**Aim of the task:** Reproduce the data in its entirety, exactly as supplied.

**Data for the task:**
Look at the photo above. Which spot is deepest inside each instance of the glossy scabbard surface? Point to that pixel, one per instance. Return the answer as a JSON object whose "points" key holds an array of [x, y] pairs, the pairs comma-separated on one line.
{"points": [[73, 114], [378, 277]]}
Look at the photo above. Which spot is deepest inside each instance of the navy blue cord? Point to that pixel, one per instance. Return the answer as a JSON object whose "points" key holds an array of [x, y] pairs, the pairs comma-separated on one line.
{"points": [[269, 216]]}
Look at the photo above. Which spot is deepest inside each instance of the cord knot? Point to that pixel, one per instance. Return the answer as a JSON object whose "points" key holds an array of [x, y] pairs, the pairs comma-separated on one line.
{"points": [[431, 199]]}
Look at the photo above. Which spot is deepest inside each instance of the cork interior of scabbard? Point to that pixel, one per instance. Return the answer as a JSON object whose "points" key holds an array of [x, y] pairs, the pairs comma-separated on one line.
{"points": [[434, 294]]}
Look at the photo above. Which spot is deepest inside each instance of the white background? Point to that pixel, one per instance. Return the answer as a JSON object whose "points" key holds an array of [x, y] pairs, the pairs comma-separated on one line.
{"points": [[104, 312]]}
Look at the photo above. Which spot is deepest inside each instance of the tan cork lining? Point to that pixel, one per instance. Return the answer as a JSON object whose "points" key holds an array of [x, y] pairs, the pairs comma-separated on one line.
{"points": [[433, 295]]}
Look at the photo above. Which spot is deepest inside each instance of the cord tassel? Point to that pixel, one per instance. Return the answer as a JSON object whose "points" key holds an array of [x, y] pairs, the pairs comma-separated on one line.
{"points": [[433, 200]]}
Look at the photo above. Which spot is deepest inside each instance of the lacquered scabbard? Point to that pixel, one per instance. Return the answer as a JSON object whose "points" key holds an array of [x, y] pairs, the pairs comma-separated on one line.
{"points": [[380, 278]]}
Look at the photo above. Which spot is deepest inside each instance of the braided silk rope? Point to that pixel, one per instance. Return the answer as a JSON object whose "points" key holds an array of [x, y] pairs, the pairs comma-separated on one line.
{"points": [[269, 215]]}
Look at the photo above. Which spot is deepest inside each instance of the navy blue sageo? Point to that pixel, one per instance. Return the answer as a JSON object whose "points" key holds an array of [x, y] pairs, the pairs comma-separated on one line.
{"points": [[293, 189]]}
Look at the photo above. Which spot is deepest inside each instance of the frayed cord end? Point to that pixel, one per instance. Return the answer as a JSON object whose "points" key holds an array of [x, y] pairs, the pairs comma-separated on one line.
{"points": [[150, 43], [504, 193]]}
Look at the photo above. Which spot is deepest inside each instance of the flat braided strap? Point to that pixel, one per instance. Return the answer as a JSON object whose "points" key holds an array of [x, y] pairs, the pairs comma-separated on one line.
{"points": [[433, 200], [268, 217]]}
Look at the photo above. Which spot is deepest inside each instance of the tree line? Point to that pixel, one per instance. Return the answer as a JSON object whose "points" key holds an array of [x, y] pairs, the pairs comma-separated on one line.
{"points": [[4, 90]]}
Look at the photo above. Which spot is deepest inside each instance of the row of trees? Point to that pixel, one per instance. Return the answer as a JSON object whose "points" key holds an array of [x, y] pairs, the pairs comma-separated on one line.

**Solution to this problem:**
Look at the photo above. Which spot is deepest inside each instance of the glossy scabbard surface? Point to that pixel, one per instance. Return the answer as a JSON object whose "points" key holds an array of [x, y] pairs, the pairs comma-separated on one line.
{"points": [[73, 114], [378, 277]]}
Look at the photo above. Which spot is deepest inside each instance of the navy blue cord? Point to that pixel, one per instance. Return the answer as a JSON object whose "points" key holds an array of [x, y] pairs, the pairs comma-separated on one line.
{"points": [[269, 216]]}
Look at the photo above. Which spot is deepest inside each instance of the cord knot? Point to that pixel, one per instance. Return the answer as a JSON object whose "points" key holds an array of [x, y] pairs, the pairs comma-separated on one line.
{"points": [[431, 199]]}
Look at the photo above. Which spot is deepest inside each instance of the cork interior of scabbard? Point to that pixel, one per instance. Return the answer as a JSON object whose "points" key holds an array of [x, y] pairs, the pairs comma-separated on one line.
{"points": [[434, 294]]}
Look at the photo above. Which spot is deepest inside each instance of the white background? Point to that pixel, one per instance. Return the answer as a JSON object whose "points" key holds an array of [x, y] pairs, the pairs comma-separated on one line.
{"points": [[104, 312]]}
Look at the photo above. Which spot is deepest inside each instance of the tan cork lining? Point to that pixel, one per instance. Return the answer as a JSON object whose "points" key holds an array of [x, y] pairs, the pairs comma-separated on one line.
{"points": [[433, 295]]}
Look at the photo above. Which spot is deepest inside each instance of the cord tassel? Point to that pixel, one per instance. Return the answer as a JSON object whose "points" key holds an array of [x, y] pairs, the pairs comma-separated on one line.
{"points": [[433, 200]]}
Look at the photo above. Which spot is deepest inside each instance of the lacquered scabbard? Point to that pixel, one per instance. Return the answer as a JSON object whose "points" key holds an array of [x, y] pairs, the pairs comma-separated on one line.
{"points": [[380, 278]]}
Look at the photo above. Which spot is deepest inside each instance of the braided silk rope? Point to that pixel, one per instance. Return the answer as a JSON object whose "points" key holds an array of [x, y] pairs, the pairs comma-separated on one line.
{"points": [[269, 215]]}
Look at the photo above. Which spot is deepest inside each instance of the navy blue sageo? Point to that pixel, one per instance. Return the answer as a JSON object whose "points" key holds an array of [x, y] pairs, the pairs comma-separated on one line.
{"points": [[293, 189]]}
Look at the photo above. Which spot is deepest inside each instance of the frayed cord end? Point to that pixel, one per instance. Return the answer as a JSON object whose "points" key holds an array of [x, y] pairs, the pairs comma-separated on one line.
{"points": [[150, 43], [504, 193]]}
Look at the photo above. Which spot is deepest inside each instance of the flat braided strap? Point to that pixel, one per instance. Return the answer as a JSON object whose "points" key holds an array of [x, y] pairs, the pairs comma-separated on one line.
{"points": [[433, 200], [268, 217]]}
Look at the photo above. Which spot is deepest inside each instance of the tree line? Point to that pixel, one per instance. Return the answer as a JSON object whose "points" key holds an array of [x, y] pairs, the pairs comma-separated on one line.
{"points": [[4, 90]]}
Look at the photo above. Which spot is deepest inside each instance of the row of trees? Point to that pixel, one per instance. Return the answer as a JSON object whose "points" key holds an array of [x, y] pairs, the pairs comma-separated on one line.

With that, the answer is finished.